> _Text block_
George Arnold Haynes Safroni-Middleton, also known as Count Safroni (3 September 1873 – 7 November 1950) was a British composer, director, violinist, harpist, writer and amateur astronomer. For several works he used the pseudonym William H. Myddleton.

Biography 
Safroni-Middleton was born in Kent. He studied violin with Pablo de Sarasate and afterwards started performing as violinist. He played the violin in the Orchestra of "Her Majesty's Theatre" in Sydney, the Orchestra of the Opera House in Auckland, the Providence Opera House in Providence (Rhode Island), the Tokyo Orchestra, the Government House (Sarawak) Orchestra and the Government House (Hayti) Mexico Orchestra. As solo performer he toured around Australia, South America, Italy and Spain.

Later he became bandmaster of the Orchestra of the Carl Rosa Opera Company in London.

As a writer he wrote many novels, travel guides and poems. He explored Borneo, Papua New Guinea and Malaysia.

As a composer he is mainly known for his marches and dance music for the harmony orchestra. His best known piece is probably Imperial Echoes (1913), which for many years was the theme of Radio Newsreel on BBC radio.

He died in Streatham and was buried at West Norwood Cemetery on 10 November 1950, age 77.

Compositions

Works for orchestra 
 Imperial Echoes (BBC Radio Newsreel march)
 The Leek - A Selection of Welsh Melodies published by Boosey and Hawkes early 20th c.
 The Rose - A Selection of English Melodies published by Boosey and Hawkes early 20th c.
 The Shamrock - A Selection of Irish Melodies published by Boosey and Hawkes early 20th c.

Works for harmony orchestra 
 American President, march
 Boys of The Old Brigade
 By Imperial Command, march
 By Order of the King, march
 Call of the Empire, march
 Chanson de la Nuit, entr'acte
 Down South
 Firenze, waltz
 House of Hanover, march
 Imperial Echoes, march
 Imperial March, march
 King's Cavalier, march
 Light of the Regiment
 Men of the Mist, march
 Negro dream
 Salute the Standard, march
 Samoan Love Waltz
 Sierra Leone, march
 The Dashing British, march
 The Last Tryst, concert waltz
 The Monk's Dream
 The Night Riders, march
 The Phantom Brigade, march
 The Relief, march
 The Shamrock
 The Scottish Thistle
 The Stronghold, march

Stage plays 
 La Foresta, musical comedy
 Gabrielle, musical comedy

Publications 
 Bush Songs and Oversea Voices, including Songs of the South Sea Islands, Australia, Etc., London, John Long, 1914, 159 p.

> _Short exercise_
Please write out, word for word, the stretch of the Safroni-Middleton biography from "Compositions" through "Irish Melodies published by Boosey and Hawkes early 20th c.".

> _Supplied entries_
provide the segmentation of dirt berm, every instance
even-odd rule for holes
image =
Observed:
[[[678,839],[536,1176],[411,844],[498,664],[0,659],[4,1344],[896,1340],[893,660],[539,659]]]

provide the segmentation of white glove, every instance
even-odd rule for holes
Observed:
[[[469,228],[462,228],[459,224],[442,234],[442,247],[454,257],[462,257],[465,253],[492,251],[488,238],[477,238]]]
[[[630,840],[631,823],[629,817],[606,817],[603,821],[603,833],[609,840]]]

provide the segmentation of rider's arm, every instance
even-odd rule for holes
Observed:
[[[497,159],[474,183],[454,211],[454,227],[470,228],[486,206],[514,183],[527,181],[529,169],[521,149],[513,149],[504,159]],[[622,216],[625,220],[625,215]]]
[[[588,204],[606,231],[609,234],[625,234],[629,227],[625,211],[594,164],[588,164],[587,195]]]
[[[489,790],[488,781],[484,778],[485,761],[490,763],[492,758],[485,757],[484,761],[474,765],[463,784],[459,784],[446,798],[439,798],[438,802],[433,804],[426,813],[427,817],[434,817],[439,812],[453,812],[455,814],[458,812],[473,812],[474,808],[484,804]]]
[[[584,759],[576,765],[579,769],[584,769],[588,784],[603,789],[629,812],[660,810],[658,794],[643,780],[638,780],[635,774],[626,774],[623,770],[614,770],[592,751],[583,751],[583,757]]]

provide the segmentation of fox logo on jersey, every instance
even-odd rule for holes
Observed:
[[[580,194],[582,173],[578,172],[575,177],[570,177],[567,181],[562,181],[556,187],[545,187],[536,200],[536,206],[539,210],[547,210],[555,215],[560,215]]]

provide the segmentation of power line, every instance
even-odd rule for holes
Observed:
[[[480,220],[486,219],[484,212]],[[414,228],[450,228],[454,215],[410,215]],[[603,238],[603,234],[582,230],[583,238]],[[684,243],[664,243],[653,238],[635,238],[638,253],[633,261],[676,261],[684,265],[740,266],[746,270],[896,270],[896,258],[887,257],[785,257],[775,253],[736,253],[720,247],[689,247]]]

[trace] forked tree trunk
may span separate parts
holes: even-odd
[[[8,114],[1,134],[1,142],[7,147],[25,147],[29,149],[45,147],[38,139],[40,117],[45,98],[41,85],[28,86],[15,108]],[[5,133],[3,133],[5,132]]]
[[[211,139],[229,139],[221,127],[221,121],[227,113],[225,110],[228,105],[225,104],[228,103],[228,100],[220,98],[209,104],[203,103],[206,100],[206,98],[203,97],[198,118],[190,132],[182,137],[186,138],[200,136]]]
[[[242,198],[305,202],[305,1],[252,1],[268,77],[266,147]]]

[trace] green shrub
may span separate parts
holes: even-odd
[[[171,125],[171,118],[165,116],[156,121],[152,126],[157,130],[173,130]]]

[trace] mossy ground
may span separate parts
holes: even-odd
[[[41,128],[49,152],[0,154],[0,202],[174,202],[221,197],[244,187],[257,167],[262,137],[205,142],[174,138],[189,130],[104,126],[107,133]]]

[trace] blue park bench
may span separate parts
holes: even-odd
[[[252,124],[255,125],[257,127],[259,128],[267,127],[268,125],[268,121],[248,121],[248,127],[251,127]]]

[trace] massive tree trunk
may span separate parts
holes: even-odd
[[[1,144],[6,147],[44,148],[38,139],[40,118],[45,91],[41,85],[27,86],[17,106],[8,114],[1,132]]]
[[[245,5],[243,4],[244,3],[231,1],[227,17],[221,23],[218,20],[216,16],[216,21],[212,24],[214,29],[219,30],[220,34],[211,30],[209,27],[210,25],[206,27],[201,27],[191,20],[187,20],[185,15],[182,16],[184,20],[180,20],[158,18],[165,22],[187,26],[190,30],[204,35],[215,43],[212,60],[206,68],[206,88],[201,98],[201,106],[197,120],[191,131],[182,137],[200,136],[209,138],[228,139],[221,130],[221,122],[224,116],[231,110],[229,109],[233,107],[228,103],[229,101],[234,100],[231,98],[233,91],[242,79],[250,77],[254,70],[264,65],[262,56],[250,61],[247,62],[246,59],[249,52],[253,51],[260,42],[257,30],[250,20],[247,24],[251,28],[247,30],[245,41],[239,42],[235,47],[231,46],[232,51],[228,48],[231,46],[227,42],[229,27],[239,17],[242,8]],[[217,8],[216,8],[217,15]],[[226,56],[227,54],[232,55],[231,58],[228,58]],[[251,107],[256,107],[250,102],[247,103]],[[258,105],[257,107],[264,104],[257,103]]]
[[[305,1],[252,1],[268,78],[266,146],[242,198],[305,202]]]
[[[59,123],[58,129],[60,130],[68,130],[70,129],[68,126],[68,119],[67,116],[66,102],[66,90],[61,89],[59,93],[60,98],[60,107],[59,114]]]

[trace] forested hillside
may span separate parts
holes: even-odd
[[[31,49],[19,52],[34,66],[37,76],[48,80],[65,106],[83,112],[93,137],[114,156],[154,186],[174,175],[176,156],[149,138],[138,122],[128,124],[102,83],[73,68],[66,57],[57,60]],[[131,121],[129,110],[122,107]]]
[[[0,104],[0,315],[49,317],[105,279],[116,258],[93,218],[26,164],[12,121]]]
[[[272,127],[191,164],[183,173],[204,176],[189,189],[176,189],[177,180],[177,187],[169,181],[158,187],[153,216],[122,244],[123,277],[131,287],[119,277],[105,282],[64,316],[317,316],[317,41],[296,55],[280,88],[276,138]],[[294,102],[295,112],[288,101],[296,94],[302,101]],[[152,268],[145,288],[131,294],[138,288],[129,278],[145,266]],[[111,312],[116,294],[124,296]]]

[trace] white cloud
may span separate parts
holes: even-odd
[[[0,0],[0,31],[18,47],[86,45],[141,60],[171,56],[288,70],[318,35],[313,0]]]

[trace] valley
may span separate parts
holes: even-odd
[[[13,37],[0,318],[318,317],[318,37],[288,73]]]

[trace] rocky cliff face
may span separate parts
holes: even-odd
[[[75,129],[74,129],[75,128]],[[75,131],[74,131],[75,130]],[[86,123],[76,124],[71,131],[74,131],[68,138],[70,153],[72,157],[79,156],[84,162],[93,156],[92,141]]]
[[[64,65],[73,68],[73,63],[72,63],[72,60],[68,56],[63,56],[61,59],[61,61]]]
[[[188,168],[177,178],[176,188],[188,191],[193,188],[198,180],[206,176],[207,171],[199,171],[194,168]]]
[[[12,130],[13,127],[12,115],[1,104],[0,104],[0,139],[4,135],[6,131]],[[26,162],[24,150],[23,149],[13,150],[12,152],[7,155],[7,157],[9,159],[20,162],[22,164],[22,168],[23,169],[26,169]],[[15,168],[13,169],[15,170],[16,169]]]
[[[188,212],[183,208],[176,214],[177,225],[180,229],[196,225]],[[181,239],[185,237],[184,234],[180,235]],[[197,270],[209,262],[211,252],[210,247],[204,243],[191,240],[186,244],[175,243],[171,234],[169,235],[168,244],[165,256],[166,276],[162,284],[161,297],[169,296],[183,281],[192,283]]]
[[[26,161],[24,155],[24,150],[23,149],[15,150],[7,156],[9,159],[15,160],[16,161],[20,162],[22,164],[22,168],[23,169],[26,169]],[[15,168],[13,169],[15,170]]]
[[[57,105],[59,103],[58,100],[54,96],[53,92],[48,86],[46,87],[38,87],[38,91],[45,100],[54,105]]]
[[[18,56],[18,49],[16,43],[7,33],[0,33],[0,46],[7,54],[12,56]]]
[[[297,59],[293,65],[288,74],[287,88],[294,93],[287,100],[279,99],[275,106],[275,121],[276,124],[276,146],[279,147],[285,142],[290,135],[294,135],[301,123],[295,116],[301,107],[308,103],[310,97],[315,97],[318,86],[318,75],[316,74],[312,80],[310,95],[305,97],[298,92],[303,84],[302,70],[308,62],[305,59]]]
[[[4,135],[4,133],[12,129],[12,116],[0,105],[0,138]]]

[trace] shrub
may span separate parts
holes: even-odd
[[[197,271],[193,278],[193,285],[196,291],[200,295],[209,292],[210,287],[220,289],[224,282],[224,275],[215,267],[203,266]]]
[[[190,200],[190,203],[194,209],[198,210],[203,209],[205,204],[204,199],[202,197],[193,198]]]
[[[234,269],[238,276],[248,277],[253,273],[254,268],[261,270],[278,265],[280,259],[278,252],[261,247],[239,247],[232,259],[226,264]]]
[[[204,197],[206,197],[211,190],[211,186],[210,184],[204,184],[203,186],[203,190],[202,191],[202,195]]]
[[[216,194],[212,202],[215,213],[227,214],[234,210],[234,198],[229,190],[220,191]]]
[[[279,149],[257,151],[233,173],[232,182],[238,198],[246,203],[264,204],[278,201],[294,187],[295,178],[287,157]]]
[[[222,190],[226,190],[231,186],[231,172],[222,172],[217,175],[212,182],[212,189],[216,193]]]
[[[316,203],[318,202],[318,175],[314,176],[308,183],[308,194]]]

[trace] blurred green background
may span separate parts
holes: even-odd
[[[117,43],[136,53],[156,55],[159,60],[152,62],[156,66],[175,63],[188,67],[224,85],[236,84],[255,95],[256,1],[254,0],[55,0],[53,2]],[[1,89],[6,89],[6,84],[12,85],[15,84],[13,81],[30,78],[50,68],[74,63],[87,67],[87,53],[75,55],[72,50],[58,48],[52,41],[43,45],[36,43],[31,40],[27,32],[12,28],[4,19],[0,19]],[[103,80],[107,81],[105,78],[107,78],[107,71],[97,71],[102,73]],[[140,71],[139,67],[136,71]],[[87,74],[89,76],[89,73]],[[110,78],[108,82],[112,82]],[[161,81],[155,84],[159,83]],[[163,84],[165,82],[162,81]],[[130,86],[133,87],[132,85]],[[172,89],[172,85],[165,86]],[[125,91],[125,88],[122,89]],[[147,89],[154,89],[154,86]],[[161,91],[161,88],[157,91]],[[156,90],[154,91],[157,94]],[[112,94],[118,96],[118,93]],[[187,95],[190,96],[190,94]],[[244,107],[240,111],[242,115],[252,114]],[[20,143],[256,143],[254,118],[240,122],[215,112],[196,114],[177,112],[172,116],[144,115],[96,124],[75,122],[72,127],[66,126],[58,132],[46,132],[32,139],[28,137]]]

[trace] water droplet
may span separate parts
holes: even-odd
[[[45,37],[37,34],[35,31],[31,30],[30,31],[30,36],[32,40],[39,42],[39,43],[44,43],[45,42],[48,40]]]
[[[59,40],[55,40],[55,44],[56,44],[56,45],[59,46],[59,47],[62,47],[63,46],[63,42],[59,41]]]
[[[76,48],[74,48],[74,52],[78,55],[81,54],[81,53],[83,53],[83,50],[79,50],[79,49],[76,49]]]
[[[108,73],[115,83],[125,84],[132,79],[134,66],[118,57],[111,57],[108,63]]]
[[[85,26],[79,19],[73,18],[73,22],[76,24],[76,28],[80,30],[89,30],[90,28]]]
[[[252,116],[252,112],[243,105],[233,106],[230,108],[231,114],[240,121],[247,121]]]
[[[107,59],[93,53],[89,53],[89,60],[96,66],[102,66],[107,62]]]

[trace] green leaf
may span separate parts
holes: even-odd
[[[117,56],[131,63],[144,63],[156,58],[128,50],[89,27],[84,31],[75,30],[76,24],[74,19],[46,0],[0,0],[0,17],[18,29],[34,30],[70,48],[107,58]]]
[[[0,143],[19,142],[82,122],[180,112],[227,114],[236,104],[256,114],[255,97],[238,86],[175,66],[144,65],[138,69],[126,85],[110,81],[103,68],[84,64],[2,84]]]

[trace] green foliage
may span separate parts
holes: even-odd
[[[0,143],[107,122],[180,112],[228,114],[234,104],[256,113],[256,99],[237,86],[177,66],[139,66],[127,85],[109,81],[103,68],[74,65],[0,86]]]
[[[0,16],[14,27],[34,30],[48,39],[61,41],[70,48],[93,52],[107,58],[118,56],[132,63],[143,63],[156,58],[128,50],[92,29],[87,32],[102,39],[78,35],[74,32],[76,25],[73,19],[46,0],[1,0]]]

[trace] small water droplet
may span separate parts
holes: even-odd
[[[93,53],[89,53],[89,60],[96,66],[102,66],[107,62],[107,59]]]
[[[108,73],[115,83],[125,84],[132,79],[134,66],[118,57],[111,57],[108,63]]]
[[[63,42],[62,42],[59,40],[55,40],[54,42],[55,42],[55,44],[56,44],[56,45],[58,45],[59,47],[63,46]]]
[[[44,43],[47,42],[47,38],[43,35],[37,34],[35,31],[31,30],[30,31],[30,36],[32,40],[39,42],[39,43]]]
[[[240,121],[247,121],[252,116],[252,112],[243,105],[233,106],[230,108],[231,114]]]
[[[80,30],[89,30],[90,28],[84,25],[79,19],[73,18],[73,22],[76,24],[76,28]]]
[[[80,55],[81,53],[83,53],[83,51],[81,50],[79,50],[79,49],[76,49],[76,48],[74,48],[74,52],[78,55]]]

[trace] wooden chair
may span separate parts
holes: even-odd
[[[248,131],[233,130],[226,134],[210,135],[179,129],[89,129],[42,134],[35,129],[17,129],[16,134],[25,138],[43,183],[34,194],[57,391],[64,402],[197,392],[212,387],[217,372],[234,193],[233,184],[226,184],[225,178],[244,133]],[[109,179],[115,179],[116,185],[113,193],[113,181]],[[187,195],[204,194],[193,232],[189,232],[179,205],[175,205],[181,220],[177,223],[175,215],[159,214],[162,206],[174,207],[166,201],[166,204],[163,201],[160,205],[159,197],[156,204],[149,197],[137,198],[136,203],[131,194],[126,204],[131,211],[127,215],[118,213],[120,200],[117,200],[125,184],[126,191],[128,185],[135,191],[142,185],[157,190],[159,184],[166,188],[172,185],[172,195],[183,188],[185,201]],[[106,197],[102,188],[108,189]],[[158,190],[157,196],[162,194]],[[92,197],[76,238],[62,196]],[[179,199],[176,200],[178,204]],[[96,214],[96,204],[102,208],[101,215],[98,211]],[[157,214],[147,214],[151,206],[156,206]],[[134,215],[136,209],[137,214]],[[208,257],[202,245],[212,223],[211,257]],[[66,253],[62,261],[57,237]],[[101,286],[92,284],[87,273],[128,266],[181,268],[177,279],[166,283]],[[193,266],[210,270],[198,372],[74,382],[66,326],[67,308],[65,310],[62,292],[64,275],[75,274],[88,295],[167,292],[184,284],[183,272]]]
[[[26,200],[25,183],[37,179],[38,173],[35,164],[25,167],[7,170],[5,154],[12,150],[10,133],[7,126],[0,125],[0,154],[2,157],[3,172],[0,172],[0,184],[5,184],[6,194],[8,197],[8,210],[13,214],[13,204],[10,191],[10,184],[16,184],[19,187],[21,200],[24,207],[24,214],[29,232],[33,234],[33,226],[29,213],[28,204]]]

> _Solution to this exercise_
Compositions

Works for orchestra 
 Imperial Echoes (BBC Radio Newsreel march)
 The Leek - A Selection of Welsh Melodies published by Boosey and Hawkes early 20th c.
 The Rose - A Selection of English Melodies published by Boosey and Hawkes early 20th c.
 The Shamrock - A Selection of Irish Melodies published by Boosey and Hawkes early 20th c.